### What to work on
Reproduce the records below word for word, from the line containing "Each instance of the car rear" through the end of the records.

### Data to use
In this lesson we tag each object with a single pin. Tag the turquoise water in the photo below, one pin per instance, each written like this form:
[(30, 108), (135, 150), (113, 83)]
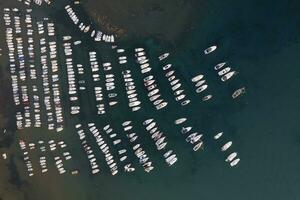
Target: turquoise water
[(260, 39)]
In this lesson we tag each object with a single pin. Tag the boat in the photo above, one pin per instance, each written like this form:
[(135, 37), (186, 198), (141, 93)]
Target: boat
[(148, 121), (231, 157), (210, 49), (180, 121), (163, 56), (235, 162), (186, 129), (198, 146), (218, 135), (161, 105), (185, 102), (201, 89), (207, 97), (220, 65), (238, 92), (197, 78), (228, 76), (224, 71), (167, 66), (226, 146), (199, 83)]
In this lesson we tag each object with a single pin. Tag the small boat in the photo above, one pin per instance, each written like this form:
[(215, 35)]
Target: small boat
[(220, 65), (228, 76), (235, 162), (161, 105), (126, 123), (226, 146), (199, 83), (201, 89), (218, 135), (210, 49), (238, 92), (186, 129), (197, 78), (224, 71), (185, 102), (180, 121), (163, 56), (207, 97), (231, 157), (198, 146), (167, 66)]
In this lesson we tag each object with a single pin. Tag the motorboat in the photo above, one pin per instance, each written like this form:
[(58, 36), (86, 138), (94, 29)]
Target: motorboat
[(238, 92), (207, 97), (220, 65), (235, 162), (226, 146), (224, 71), (231, 157), (228, 76), (197, 78), (218, 135), (210, 49), (163, 56), (201, 89), (180, 121)]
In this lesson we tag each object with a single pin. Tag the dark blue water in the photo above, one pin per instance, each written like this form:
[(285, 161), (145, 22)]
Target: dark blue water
[(261, 40)]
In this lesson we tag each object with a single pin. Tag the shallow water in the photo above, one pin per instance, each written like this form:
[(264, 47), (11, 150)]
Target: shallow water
[(260, 39)]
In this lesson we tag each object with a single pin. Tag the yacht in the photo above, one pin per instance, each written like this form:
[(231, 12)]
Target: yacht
[(238, 92), (201, 89), (167, 66), (218, 135), (163, 56), (210, 49), (228, 76), (180, 121), (198, 146), (186, 129), (199, 83), (220, 65), (197, 78), (224, 71), (207, 97), (235, 162), (226, 146), (231, 157), (161, 105)]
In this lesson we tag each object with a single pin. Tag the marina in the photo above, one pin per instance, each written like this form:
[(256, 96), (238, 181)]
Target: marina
[(97, 105)]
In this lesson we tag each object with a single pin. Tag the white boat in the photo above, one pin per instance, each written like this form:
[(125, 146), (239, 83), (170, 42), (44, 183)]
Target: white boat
[(163, 56), (180, 121), (218, 135), (207, 97), (185, 102), (231, 157), (201, 89), (167, 66), (235, 162), (226, 146), (210, 49), (224, 71), (186, 129), (126, 123), (161, 105), (238, 92), (228, 76), (197, 78), (198, 146), (199, 83), (220, 65)]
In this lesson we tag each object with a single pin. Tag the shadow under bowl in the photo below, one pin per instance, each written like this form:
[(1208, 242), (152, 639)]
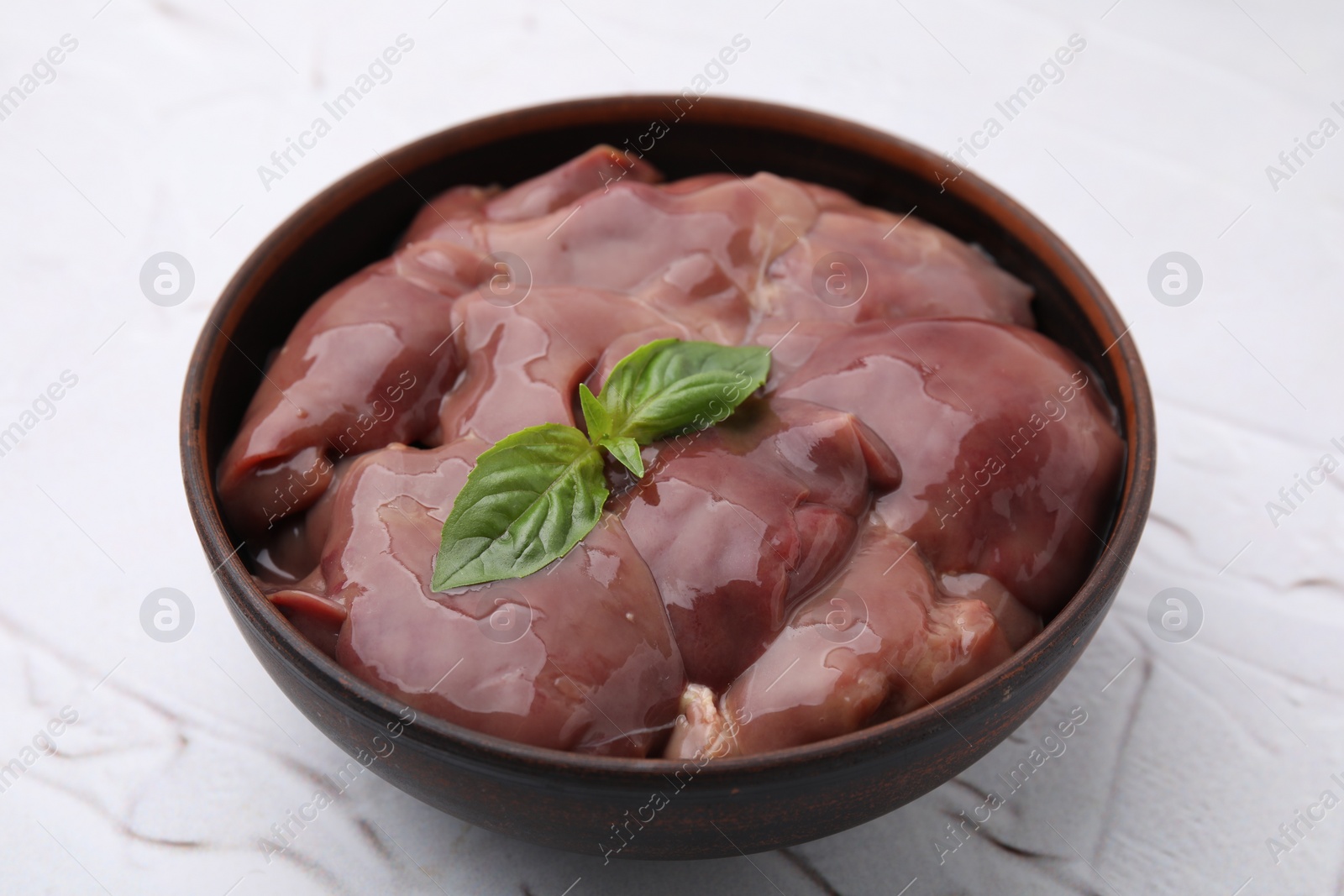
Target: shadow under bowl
[(570, 801)]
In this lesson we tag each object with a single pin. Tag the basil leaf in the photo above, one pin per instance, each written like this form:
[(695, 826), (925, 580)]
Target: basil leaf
[(598, 421), (528, 500), (669, 385), (625, 450)]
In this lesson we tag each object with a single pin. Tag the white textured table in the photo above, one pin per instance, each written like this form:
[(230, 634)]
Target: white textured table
[(147, 137)]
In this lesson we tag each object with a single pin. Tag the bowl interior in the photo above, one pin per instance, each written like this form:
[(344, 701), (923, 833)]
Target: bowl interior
[(358, 221)]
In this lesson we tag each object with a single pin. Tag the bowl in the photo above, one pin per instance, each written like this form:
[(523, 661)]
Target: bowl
[(577, 802)]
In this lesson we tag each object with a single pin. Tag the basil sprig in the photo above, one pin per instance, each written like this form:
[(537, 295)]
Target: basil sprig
[(534, 495)]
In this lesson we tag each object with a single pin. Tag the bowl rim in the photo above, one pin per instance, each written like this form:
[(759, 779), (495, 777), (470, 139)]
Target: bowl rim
[(320, 672)]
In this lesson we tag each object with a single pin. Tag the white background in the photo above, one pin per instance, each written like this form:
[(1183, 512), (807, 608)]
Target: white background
[(1156, 139)]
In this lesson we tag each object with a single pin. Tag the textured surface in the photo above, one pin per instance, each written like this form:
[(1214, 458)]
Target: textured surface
[(1155, 139)]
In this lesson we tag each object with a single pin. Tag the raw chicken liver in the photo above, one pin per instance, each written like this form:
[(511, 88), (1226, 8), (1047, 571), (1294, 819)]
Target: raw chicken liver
[(920, 483)]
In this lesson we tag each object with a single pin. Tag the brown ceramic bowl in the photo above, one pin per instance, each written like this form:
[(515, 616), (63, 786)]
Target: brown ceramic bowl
[(571, 801)]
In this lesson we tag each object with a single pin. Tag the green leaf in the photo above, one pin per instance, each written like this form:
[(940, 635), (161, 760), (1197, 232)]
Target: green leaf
[(625, 450), (669, 387), (598, 421), (528, 500)]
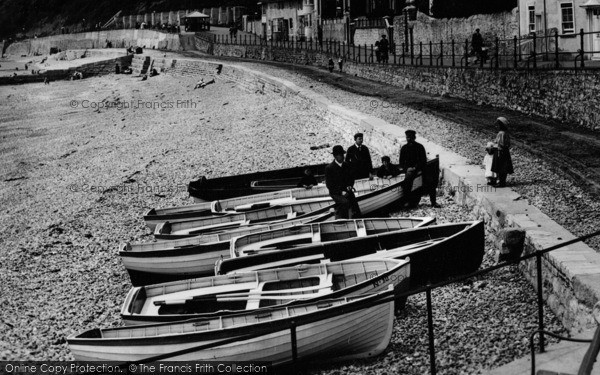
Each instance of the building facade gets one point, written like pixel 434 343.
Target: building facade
pixel 568 17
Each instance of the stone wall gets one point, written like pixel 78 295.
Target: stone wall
pixel 88 70
pixel 334 29
pixel 425 29
pixel 96 39
pixel 368 36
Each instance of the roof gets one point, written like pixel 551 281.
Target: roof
pixel 196 15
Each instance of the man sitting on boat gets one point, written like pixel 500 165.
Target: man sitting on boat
pixel 339 181
pixel 413 159
pixel 387 169
pixel 308 180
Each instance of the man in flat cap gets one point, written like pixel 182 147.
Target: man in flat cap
pixel 387 169
pixel 413 160
pixel 359 158
pixel 339 182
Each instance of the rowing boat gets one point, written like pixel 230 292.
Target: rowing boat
pixel 436 252
pixel 341 328
pixel 372 195
pixel 308 234
pixel 194 257
pixel 226 294
pixel 204 189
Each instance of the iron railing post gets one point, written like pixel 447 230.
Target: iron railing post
pixel 515 51
pixel 556 63
pixel 538 261
pixel 294 342
pixel 581 36
pixel 534 53
pixel 431 333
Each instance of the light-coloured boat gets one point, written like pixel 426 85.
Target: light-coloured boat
pixel 436 252
pixel 371 196
pixel 227 294
pixel 344 328
pixel 309 234
pixel 151 263
pixel 221 207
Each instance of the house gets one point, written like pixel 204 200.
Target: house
pixel 568 17
pixel 289 19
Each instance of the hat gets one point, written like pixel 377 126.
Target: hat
pixel 337 150
pixel 502 120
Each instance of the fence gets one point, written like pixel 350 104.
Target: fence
pixel 529 52
pixel 586 366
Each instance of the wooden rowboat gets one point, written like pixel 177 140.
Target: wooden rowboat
pixel 156 262
pixel 344 328
pixel 226 294
pixel 185 229
pixel 308 234
pixel 204 189
pixel 372 195
pixel 183 259
pixel 436 252
pixel 232 205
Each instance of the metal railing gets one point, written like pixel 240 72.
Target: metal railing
pixel 391 296
pixel 545 51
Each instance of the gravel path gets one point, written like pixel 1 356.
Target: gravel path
pixel 76 181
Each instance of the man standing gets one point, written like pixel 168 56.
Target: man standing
pixel 413 159
pixel 359 158
pixel 477 44
pixel 339 181
pixel 384 47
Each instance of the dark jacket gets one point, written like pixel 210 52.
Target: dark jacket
pixel 337 178
pixel 391 170
pixel 360 161
pixel 413 155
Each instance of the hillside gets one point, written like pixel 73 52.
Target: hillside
pixel 45 16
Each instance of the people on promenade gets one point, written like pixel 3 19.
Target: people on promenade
pixel 488 160
pixel 502 164
pixel 358 158
pixel 387 169
pixel 413 159
pixel 477 44
pixel 384 47
pixel 340 182
pixel 308 180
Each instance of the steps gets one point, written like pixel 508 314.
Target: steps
pixel 140 65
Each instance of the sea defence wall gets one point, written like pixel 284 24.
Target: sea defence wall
pixel 96 39
pixel 89 70
pixel 570 96
pixel 571 275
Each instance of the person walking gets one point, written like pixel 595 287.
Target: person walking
pixel 339 182
pixel 502 164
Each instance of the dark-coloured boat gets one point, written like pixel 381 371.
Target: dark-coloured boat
pixel 436 252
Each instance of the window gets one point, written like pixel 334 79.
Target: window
pixel 566 13
pixel 531 13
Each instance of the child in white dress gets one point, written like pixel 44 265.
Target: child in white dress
pixel 487 163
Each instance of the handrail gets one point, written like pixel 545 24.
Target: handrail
pixel 532 345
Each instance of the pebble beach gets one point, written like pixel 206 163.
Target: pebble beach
pixel 83 161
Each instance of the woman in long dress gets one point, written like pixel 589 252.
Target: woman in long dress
pixel 502 164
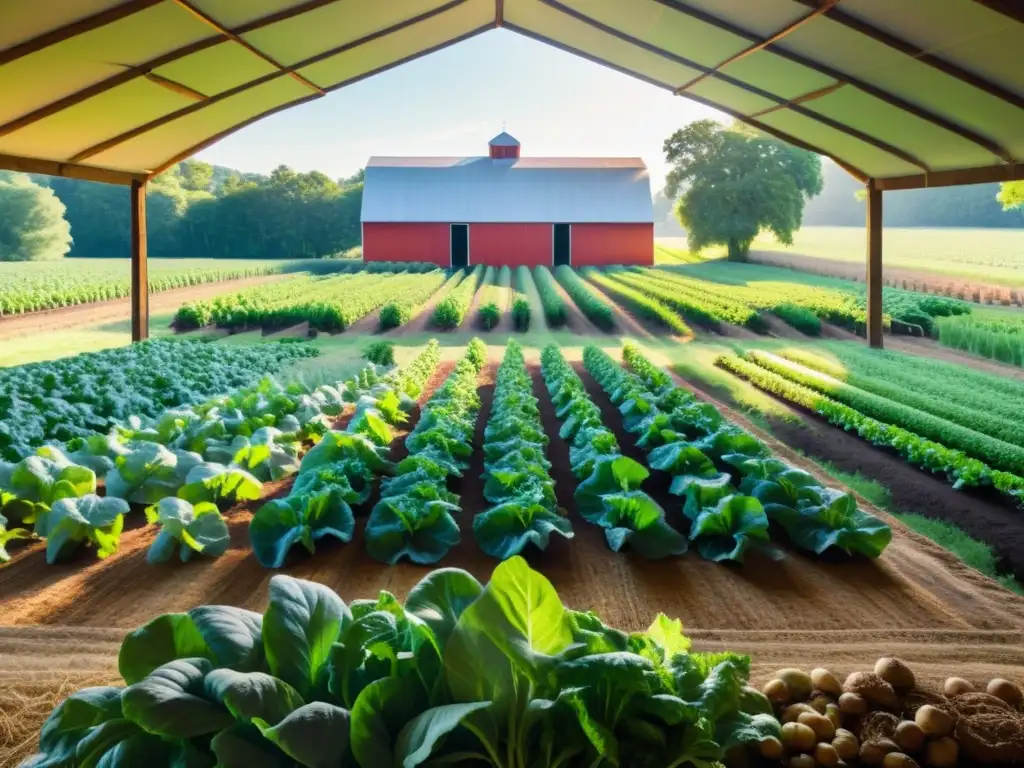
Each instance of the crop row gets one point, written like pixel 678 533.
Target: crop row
pixel 516 474
pixel 706 456
pixel 934 457
pixel 86 394
pixel 608 494
pixel 592 305
pixel 451 311
pixel 982 411
pixel 997 453
pixel 639 303
pixel 497 676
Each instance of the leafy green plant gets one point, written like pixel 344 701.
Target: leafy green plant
pixel 198 528
pixel 90 520
pixel 379 352
pixel 502 675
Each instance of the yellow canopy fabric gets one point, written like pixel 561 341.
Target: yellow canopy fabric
pixel 906 92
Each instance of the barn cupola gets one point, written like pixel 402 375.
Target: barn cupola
pixel 504 146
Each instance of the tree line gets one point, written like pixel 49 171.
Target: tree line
pixel 193 210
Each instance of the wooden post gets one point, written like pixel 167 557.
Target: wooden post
pixel 139 267
pixel 873 278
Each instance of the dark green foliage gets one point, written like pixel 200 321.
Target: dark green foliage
pixel 380 352
pixel 736 182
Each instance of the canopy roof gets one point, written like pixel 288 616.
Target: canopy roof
pixel 910 93
pixel 572 190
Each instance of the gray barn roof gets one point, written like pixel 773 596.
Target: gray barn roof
pixel 527 189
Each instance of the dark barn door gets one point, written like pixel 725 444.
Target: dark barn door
pixel 460 246
pixel 562 245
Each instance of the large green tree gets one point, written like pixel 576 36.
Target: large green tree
pixel 32 221
pixel 732 181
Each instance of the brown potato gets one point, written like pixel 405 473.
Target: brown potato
pixel 852 704
pixel 942 753
pixel 1006 690
pixel 798 681
pixel 825 682
pixel 799 737
pixel 846 744
pixel 895 673
pixel 956 685
pixel 933 721
pixel 822 726
pixel 909 736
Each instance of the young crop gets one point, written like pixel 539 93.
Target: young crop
pixel 609 494
pixel 596 308
pixel 960 468
pixel 707 456
pixel 414 516
pixel 190 528
pixel 551 300
pixel 640 303
pixel 451 311
pixel 516 478
pixel 501 676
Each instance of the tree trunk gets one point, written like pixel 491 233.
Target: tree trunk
pixel 738 250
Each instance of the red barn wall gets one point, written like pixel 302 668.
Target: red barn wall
pixel 407 242
pixel 510 245
pixel 598 245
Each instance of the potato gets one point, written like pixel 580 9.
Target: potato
pixel 792 713
pixel 956 685
pixel 834 714
pixel 852 704
pixel 821 725
pixel 873 688
pixel 846 744
pixel 798 681
pixel 898 760
pixel 777 691
pixel 909 736
pixel 942 753
pixel 825 682
pixel 799 737
pixel 1006 690
pixel 895 673
pixel 872 753
pixel 771 749
pixel 826 755
pixel 933 721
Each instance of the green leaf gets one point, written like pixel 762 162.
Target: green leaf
pixel 314 735
pixel 427 731
pixel 300 625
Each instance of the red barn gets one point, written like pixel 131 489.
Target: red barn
pixel 504 209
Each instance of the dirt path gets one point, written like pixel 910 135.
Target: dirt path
pixel 100 313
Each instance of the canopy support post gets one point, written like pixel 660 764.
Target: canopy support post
pixel 873 276
pixel 139 267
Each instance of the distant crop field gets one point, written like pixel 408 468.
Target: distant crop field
pixel 983 255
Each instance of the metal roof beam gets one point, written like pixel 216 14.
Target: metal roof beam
pixel 871 90
pixel 835 124
pixel 184 112
pixel 946 68
pixel 238 39
pixel 75 29
pixel 855 172
pixel 821 8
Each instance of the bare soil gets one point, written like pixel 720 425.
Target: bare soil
pixel 102 312
pixel 61 624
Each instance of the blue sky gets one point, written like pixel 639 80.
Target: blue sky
pixel 452 101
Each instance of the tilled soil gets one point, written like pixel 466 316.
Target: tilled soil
pixel 85 315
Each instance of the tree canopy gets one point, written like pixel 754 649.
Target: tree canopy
pixel 32 221
pixel 732 182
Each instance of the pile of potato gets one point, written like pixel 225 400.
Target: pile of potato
pixel 882 719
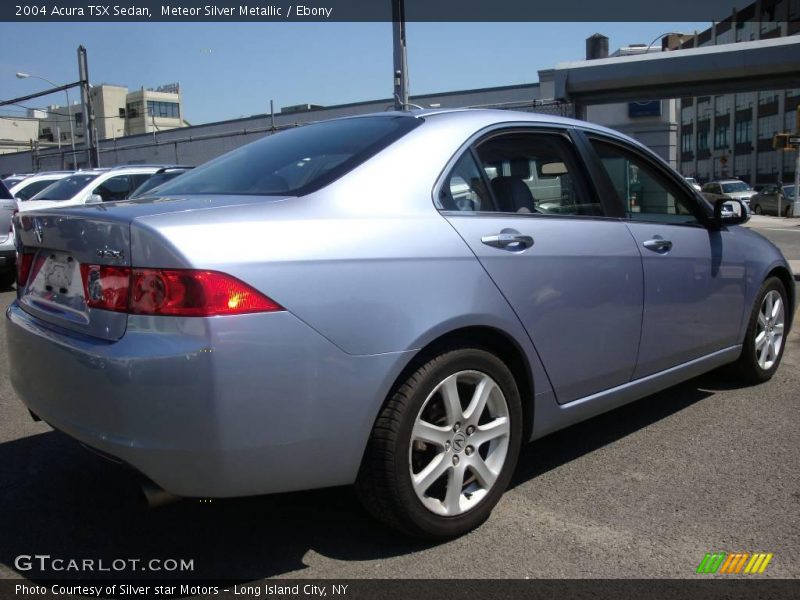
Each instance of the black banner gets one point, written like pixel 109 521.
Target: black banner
pixel 373 10
pixel 734 588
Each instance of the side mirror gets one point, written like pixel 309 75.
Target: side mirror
pixel 731 211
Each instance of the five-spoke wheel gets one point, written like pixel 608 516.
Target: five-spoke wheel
pixel 444 447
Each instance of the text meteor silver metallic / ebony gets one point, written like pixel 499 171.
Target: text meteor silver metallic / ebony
pixel 400 301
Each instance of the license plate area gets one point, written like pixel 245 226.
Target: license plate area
pixel 57 286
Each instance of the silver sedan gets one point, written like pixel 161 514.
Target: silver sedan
pixel 401 300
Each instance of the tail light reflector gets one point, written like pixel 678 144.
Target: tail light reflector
pixel 24 264
pixel 171 292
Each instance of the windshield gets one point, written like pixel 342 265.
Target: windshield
pixel 66 188
pixel 13 180
pixel 296 161
pixel 155 181
pixel 736 186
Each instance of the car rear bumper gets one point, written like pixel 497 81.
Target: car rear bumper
pixel 227 406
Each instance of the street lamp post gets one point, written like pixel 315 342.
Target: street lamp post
pixel 69 112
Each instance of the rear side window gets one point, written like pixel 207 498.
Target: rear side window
pixel 33 188
pixel 297 161
pixel 66 188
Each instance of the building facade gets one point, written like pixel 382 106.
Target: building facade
pixel 730 135
pixel 118 113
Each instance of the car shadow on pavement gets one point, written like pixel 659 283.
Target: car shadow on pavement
pixel 60 500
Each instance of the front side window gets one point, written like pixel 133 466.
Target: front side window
pixel 520 172
pixel 114 188
pixel 296 161
pixel 645 192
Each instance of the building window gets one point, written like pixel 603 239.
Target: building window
pixel 741 165
pixel 766 166
pixel 686 142
pixel 687 112
pixel 767 97
pixel 721 136
pixel 702 140
pixel 744 101
pixel 702 170
pixel 790 122
pixel 742 132
pixel 722 105
pixel 767 127
pixel 725 38
pixel 133 109
pixel 169 110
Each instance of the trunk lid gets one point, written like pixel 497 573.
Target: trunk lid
pixel 59 245
pixel 61 240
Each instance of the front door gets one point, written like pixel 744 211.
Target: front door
pixel 694 275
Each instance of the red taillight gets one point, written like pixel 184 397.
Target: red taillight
pixel 170 292
pixel 106 287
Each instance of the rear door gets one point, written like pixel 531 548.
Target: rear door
pixel 570 270
pixel 694 273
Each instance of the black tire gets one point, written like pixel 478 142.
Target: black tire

### Solution for this task
Each instance of the car rear bumper gets one point, written like pixel 497 81.
Target: car rear bumper
pixel 227 406
Each instance of the street lamp post gets one point, written like pixel 315 342.
Target: street lamp post
pixel 69 112
Each instance of the rear side window gets one point, written like pixel 207 498.
Target: rear side window
pixel 33 188
pixel 297 161
pixel 66 188
Each instance of the building facade gets one point, written like pixel 382 106.
Target: building facade
pixel 730 135
pixel 118 113
Each instance of the car shadow on pavement gets one point, written like pixel 659 283.
Target: car shadow on pavement
pixel 60 500
Each instance of the front side window gets one point, written like pixel 133 466.
Target: front side window
pixel 520 172
pixel 114 188
pixel 296 161
pixel 645 192
Each instance of the building window gets one point, written like pixel 603 239.
Target: building window
pixel 741 165
pixel 766 166
pixel 686 142
pixel 687 112
pixel 767 97
pixel 721 136
pixel 702 140
pixel 744 101
pixel 702 170
pixel 790 122
pixel 742 132
pixel 722 105
pixel 767 127
pixel 725 38
pixel 133 109
pixel 169 110
Each instance of the trunk lid gets one point, written like pixel 497 573.
Target: trunk lid
pixel 59 245
pixel 61 240
Each instance of the front door gets one point, written like pixel 744 211.
Target: front door
pixel 694 275
Each instance of the red taillight gets one point, written like pixel 184 397.
Target: red taillight
pixel 170 292
pixel 106 287
Each instance of the rear door gets one point, written like pixel 531 548.
Target: rear door
pixel 570 270
pixel 694 273
Each instance of the black tire gets one point, written like pixel 478 142.
Target: black tire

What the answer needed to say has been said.